→ **Task details**
Go over the records and copy every line with the string "green".

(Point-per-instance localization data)
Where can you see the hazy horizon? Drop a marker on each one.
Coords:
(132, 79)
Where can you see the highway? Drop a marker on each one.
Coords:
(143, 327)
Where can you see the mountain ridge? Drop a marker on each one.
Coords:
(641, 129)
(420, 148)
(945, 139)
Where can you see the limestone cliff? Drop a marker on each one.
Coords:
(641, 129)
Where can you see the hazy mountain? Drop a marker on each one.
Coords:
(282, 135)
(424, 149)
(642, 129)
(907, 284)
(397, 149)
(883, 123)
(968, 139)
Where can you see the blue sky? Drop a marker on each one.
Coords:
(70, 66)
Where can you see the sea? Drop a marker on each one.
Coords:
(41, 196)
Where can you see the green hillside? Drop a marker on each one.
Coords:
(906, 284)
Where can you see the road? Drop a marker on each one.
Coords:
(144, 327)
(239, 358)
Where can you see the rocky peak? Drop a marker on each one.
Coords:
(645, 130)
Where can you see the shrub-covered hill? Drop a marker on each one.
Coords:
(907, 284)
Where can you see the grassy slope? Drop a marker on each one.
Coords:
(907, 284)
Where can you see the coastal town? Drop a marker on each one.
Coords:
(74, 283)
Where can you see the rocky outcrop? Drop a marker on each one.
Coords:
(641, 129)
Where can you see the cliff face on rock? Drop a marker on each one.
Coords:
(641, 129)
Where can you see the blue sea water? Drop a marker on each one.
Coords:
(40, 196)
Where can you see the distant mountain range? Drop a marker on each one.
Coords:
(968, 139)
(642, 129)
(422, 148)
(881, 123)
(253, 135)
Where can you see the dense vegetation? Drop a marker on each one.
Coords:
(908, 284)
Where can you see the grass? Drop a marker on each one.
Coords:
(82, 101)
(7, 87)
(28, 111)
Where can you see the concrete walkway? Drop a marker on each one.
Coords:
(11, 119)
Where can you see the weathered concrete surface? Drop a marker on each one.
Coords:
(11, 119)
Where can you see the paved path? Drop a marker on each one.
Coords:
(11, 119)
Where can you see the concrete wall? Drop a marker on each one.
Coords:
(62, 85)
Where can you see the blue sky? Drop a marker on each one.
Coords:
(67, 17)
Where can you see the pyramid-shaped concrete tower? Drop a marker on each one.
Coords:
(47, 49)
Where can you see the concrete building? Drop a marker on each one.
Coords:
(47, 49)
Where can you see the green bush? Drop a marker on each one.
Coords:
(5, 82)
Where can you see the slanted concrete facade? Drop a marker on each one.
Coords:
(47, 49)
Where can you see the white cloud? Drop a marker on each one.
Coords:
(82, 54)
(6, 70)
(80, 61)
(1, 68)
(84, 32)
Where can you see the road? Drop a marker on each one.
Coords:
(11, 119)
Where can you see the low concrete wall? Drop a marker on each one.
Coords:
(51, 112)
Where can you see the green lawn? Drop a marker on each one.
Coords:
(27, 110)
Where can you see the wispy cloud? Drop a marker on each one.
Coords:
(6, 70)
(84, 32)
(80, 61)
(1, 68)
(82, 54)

---

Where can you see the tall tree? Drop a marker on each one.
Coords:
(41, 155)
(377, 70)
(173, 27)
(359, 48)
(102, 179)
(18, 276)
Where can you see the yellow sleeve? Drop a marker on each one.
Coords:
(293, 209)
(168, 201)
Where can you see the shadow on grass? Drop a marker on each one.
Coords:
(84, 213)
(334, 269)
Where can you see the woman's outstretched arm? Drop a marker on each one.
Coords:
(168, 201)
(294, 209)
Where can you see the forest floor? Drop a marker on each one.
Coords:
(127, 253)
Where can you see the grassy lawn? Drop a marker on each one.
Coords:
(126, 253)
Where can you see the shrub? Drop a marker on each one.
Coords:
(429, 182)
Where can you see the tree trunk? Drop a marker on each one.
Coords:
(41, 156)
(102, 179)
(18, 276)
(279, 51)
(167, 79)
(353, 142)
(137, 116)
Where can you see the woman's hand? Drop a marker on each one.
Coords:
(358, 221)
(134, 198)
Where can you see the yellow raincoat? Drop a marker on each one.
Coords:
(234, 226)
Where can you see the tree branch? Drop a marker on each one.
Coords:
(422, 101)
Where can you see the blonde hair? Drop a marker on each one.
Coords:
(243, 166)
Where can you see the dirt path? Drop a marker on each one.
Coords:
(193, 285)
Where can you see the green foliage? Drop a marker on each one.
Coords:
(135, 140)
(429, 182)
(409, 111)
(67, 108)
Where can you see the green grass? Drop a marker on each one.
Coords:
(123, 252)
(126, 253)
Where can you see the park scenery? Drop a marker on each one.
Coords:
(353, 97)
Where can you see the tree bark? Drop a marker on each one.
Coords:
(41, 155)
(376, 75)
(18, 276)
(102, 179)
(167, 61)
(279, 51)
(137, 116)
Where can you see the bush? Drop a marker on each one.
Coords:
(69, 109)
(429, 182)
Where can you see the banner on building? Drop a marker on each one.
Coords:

→ **Exercise result**
Where can you see the green hillside? Drop a marker on each one.
Where can you see the green bush? Drop a marker on each one.
Where can you see the green lawn? Drop a marker on each one.
Where can you see the green foliage? Drop a marker on each one.
Where can you see the green grass? Drop a marker on each one.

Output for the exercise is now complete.